**Instructions to follow**: Reproduce every line of the listing below without changes, but omit the pictures.

##########

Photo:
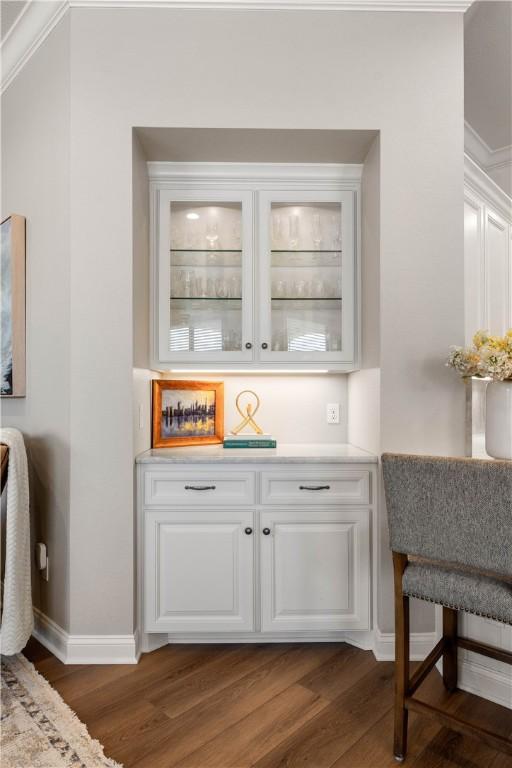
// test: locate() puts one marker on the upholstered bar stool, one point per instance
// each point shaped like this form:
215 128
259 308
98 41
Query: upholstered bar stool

##########

**Answer below**:
Photo:
// test: locate() puts one marker on the upholstered bar stool, one point per instance
// each point shaped like this form:
215 128
259 308
98 41
Query: upholstered bar stool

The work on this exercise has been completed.